* Start SUPPLIED MATERIAL *

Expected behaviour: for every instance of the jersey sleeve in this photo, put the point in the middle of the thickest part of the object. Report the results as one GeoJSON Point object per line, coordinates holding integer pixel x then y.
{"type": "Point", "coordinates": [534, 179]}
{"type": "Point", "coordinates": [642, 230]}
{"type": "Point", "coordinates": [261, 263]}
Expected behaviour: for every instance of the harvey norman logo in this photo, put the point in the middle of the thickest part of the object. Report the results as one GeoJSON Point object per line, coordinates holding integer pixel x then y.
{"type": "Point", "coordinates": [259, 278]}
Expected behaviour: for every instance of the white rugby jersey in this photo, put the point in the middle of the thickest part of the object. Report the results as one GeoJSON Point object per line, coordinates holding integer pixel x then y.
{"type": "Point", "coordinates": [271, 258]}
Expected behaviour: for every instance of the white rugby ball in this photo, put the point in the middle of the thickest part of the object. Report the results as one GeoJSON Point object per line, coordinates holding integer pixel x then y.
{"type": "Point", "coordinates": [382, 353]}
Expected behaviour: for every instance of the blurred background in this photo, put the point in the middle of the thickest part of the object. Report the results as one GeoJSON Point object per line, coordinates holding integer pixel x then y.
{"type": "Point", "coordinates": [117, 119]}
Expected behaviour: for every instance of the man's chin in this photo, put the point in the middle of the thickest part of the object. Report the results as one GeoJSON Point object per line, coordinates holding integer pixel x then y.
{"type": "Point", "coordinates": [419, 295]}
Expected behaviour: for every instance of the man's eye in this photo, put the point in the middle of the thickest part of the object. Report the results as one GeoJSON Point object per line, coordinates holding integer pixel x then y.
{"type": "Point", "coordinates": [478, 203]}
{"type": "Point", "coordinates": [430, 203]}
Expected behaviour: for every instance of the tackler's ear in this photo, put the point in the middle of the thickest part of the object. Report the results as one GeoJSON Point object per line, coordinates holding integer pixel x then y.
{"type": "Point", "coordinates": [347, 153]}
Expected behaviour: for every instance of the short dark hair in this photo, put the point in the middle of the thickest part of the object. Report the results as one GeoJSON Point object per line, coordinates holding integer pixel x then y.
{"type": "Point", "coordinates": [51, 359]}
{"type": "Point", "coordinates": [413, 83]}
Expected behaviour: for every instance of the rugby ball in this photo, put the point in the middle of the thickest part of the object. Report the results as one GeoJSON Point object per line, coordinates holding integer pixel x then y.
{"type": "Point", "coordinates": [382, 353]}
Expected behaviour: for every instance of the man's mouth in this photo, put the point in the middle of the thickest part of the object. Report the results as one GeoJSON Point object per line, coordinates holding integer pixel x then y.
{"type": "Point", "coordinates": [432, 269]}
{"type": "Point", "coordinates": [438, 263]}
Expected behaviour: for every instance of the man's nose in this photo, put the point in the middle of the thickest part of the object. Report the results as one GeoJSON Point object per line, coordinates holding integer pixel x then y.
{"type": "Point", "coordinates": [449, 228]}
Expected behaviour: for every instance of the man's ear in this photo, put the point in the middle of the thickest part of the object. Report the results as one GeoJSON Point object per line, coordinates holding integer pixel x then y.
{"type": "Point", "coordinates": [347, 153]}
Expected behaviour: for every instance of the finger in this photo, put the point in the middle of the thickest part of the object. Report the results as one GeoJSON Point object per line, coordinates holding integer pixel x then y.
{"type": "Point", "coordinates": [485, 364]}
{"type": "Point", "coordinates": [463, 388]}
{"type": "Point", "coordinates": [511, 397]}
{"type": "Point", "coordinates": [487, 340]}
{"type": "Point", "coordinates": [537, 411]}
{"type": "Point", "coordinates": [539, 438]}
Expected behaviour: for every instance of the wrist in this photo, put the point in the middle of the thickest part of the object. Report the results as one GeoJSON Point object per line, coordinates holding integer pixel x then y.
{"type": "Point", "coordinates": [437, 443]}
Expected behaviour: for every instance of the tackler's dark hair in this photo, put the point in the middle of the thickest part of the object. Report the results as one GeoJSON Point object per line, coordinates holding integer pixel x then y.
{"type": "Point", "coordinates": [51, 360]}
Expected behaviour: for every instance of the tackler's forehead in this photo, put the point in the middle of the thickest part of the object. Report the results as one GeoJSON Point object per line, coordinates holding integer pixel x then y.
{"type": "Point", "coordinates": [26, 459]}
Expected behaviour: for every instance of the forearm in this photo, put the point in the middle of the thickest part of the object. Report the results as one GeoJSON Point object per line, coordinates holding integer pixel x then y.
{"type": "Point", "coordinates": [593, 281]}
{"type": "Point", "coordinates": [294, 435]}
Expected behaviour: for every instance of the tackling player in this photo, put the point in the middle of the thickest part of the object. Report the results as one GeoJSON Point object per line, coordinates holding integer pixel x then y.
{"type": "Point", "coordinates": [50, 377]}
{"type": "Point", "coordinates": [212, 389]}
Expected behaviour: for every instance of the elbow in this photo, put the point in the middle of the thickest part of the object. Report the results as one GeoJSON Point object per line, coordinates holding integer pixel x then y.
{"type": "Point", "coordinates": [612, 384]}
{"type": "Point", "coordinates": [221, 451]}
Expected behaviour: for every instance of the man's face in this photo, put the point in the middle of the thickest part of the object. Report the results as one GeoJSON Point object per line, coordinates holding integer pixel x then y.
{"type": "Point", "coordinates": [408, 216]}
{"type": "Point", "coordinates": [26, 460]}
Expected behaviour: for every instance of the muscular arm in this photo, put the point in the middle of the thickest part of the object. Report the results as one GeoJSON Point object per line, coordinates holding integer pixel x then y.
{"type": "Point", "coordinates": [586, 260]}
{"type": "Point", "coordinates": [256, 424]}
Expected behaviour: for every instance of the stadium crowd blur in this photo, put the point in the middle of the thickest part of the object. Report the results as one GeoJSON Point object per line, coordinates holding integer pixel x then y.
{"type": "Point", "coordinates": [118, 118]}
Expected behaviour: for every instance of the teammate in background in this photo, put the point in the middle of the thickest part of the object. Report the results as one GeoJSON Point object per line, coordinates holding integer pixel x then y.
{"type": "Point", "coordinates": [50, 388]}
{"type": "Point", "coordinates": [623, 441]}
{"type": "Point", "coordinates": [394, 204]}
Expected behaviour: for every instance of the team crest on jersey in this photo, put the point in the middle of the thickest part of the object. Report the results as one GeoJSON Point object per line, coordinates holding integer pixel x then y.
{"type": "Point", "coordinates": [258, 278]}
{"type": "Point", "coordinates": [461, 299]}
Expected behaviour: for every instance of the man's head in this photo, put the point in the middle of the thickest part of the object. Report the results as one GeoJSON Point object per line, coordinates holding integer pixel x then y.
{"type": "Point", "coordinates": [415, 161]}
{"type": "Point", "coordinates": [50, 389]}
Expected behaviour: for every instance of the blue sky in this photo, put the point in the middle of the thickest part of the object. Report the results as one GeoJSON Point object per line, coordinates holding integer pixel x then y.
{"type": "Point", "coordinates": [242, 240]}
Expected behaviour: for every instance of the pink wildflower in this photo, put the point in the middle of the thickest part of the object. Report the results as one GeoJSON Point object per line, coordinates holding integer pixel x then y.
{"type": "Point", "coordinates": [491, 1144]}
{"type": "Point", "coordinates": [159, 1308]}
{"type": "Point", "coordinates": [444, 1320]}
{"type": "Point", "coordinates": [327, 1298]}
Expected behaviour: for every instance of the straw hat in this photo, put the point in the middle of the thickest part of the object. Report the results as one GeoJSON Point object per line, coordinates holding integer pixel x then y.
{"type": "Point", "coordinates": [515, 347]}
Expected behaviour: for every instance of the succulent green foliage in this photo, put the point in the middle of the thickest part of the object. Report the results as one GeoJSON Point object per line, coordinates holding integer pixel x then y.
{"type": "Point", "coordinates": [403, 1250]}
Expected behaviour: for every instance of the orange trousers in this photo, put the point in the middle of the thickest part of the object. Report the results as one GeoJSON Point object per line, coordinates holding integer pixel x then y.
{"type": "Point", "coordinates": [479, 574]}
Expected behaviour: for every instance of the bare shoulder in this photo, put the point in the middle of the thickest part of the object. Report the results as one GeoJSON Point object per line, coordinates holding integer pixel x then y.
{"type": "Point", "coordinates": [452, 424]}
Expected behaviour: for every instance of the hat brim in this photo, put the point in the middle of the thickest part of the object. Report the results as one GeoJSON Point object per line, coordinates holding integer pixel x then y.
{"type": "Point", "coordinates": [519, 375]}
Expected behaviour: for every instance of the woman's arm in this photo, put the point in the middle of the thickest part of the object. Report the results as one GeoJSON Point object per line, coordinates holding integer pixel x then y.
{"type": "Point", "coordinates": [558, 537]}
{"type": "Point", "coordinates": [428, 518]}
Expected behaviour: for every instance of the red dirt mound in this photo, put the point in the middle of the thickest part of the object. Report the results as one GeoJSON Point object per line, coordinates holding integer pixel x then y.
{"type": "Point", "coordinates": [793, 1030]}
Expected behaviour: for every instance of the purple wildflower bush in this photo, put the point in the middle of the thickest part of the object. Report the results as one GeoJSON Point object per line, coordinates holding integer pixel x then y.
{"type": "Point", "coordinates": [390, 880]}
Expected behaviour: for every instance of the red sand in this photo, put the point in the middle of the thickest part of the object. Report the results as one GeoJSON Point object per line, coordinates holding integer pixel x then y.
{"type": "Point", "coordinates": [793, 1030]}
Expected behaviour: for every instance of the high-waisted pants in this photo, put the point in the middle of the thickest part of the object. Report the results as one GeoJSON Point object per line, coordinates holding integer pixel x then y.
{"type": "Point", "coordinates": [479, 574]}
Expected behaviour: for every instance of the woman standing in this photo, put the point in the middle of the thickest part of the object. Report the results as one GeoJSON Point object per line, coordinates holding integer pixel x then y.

* End SUPPLIED MATERIAL *

WHAT TO PRODUCE
Copy exactly, and only, the lines from the one containing "Expected behaviour: for every instance of the high-waisted" through the last line of the listing.

ANSWER BELOW
Expected behaviour: for every instance of the high-waisted pants in this photo, put the point in the middle of the thickest part of the object. Report the results as one GeoJSON Point object per line, coordinates holding integer pixel x then y.
{"type": "Point", "coordinates": [479, 574]}
Expected behaviour: for every instance of the woman standing in this photo, put the point in the middle of the thickest part of the object. Report the results as one GeoJSON Point object per line, coordinates holding integer pixel x then y.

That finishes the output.